— BEGIN Entries —
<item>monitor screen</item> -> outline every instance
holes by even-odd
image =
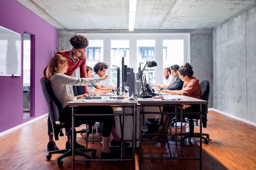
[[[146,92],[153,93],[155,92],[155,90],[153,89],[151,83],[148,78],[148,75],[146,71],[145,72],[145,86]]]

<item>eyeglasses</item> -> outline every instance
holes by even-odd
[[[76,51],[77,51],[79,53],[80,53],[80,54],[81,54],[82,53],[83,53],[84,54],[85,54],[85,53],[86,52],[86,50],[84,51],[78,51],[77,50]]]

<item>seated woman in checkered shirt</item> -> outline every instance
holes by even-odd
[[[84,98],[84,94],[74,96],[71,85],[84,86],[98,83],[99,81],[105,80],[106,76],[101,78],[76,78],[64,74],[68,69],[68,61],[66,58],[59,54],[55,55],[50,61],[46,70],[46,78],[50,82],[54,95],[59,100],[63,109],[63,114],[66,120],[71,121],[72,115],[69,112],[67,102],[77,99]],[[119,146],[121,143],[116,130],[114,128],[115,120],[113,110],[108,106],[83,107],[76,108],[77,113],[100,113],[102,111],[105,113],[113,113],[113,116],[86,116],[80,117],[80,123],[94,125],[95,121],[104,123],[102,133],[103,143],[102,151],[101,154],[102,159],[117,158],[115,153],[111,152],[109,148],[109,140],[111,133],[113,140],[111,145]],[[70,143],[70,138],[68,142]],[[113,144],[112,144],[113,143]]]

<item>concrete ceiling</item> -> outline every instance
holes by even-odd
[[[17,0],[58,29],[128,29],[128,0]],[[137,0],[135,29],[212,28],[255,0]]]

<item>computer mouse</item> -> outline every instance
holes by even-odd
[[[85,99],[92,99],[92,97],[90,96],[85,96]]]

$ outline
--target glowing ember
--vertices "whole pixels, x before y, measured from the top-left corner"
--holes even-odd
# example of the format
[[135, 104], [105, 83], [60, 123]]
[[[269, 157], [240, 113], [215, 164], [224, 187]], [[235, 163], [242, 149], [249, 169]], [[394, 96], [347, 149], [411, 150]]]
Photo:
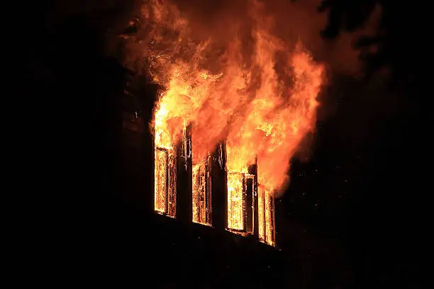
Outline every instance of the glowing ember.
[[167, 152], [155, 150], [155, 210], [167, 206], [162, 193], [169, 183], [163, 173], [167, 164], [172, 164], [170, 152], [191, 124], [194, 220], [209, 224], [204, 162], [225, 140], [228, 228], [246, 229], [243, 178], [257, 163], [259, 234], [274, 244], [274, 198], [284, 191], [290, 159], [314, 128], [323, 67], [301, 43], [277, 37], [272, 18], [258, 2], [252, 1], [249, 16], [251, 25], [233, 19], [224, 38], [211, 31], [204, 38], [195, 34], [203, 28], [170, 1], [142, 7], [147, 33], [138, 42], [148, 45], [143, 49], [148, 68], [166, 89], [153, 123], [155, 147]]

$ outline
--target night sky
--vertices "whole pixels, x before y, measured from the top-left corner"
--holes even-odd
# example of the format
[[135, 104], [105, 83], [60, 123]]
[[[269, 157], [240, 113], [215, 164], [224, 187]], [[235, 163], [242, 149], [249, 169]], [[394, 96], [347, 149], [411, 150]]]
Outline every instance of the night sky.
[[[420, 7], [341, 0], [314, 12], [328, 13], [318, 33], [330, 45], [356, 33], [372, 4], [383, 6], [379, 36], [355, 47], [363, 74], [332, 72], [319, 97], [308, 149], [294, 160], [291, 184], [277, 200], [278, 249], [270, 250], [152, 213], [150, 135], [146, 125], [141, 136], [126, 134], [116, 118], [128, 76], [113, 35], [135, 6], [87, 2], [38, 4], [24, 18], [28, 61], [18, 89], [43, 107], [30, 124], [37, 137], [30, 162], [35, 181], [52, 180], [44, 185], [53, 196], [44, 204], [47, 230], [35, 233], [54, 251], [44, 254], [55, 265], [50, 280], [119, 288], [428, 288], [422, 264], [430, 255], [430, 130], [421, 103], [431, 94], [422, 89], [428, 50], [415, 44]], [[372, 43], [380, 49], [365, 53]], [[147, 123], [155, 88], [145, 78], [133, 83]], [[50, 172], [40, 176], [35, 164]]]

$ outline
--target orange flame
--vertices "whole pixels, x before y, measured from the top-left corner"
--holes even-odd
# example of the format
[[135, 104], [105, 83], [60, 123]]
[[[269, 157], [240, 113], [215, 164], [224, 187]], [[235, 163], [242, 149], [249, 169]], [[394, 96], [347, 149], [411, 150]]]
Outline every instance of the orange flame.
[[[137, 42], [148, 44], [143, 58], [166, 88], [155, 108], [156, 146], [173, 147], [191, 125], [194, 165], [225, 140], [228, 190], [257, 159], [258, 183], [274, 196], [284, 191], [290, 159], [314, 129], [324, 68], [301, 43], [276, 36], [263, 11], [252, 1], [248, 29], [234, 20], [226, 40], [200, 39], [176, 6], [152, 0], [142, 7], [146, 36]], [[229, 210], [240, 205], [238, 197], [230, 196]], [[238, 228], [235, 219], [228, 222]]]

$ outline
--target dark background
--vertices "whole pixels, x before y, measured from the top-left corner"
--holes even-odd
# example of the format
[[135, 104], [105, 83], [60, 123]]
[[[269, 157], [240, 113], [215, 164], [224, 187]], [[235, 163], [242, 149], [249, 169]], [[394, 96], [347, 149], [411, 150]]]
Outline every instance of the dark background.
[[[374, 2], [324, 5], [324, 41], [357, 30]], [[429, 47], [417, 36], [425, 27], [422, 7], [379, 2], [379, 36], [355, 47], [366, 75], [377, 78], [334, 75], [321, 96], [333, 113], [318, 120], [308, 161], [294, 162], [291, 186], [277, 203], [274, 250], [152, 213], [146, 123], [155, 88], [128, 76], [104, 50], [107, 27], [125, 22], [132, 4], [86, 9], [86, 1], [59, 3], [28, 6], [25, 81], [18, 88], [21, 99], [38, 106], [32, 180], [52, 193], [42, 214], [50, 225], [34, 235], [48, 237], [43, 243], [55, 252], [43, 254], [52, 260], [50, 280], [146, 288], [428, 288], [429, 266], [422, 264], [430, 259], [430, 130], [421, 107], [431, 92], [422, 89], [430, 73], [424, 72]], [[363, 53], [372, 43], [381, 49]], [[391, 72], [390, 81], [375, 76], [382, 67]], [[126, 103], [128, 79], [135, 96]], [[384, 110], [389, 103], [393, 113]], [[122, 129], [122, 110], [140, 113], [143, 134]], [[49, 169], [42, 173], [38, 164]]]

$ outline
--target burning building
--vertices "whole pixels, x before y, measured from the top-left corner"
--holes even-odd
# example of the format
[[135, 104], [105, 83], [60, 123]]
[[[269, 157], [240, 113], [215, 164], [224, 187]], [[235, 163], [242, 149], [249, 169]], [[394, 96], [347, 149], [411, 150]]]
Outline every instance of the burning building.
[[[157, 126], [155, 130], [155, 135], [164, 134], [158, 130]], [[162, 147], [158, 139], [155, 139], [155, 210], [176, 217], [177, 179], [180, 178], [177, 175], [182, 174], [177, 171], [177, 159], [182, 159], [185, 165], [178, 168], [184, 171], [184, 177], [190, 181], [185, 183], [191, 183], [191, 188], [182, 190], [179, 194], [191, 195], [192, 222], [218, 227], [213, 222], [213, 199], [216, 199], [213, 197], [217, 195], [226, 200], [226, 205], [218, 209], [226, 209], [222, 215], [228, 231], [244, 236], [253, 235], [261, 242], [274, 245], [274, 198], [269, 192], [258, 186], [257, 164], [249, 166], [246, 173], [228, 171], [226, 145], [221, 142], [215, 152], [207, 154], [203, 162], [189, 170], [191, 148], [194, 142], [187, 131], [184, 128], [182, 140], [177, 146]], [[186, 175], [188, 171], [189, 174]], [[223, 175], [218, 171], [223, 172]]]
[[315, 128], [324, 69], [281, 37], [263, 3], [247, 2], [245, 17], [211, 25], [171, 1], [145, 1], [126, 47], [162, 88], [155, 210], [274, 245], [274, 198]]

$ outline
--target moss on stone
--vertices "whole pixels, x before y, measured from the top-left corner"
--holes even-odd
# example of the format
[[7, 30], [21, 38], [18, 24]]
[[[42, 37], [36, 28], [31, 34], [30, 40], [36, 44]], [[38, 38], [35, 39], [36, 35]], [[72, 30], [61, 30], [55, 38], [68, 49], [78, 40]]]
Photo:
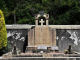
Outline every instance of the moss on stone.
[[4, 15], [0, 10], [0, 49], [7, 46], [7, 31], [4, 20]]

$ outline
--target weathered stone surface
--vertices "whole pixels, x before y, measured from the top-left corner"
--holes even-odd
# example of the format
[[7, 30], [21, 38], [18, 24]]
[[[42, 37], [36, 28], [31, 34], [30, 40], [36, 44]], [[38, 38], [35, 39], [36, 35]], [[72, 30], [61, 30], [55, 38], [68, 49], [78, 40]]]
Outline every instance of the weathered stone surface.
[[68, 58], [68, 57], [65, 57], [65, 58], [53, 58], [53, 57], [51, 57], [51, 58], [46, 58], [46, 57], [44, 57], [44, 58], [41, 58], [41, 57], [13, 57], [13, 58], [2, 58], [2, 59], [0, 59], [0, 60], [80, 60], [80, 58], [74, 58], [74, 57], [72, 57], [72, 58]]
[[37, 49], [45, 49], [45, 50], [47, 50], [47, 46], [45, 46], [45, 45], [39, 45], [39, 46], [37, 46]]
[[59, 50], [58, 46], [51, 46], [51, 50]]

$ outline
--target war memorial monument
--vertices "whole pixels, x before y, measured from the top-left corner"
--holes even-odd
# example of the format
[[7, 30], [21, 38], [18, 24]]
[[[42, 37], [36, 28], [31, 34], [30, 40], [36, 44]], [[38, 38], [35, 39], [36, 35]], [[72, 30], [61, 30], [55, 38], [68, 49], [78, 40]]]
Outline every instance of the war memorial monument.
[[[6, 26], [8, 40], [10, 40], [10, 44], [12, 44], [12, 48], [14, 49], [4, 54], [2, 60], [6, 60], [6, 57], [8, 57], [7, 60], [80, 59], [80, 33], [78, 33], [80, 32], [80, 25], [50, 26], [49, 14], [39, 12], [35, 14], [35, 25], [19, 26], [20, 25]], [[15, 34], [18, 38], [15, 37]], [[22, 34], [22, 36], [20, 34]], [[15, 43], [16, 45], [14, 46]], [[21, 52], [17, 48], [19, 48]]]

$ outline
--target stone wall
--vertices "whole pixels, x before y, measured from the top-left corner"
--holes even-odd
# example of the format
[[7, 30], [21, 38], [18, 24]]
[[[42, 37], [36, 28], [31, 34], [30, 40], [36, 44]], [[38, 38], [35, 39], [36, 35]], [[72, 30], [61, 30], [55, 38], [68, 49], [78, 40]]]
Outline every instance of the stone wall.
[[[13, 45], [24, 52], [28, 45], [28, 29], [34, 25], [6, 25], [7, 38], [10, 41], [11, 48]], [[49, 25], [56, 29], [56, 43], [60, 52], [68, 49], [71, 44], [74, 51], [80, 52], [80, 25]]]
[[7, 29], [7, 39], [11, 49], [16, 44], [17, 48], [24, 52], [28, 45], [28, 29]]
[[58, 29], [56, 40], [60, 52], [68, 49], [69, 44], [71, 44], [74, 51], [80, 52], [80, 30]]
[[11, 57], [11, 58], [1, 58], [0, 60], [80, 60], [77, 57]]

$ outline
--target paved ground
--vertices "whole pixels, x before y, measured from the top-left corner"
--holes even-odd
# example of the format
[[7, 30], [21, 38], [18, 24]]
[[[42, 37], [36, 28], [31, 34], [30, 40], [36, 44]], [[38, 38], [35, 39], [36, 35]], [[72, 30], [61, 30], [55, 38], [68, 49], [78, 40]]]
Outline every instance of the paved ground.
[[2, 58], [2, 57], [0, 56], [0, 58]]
— END Entries —
> **Task**
How many lines of the listing above contain the word "night"? Reply with the number only.

> **Exercise response**
2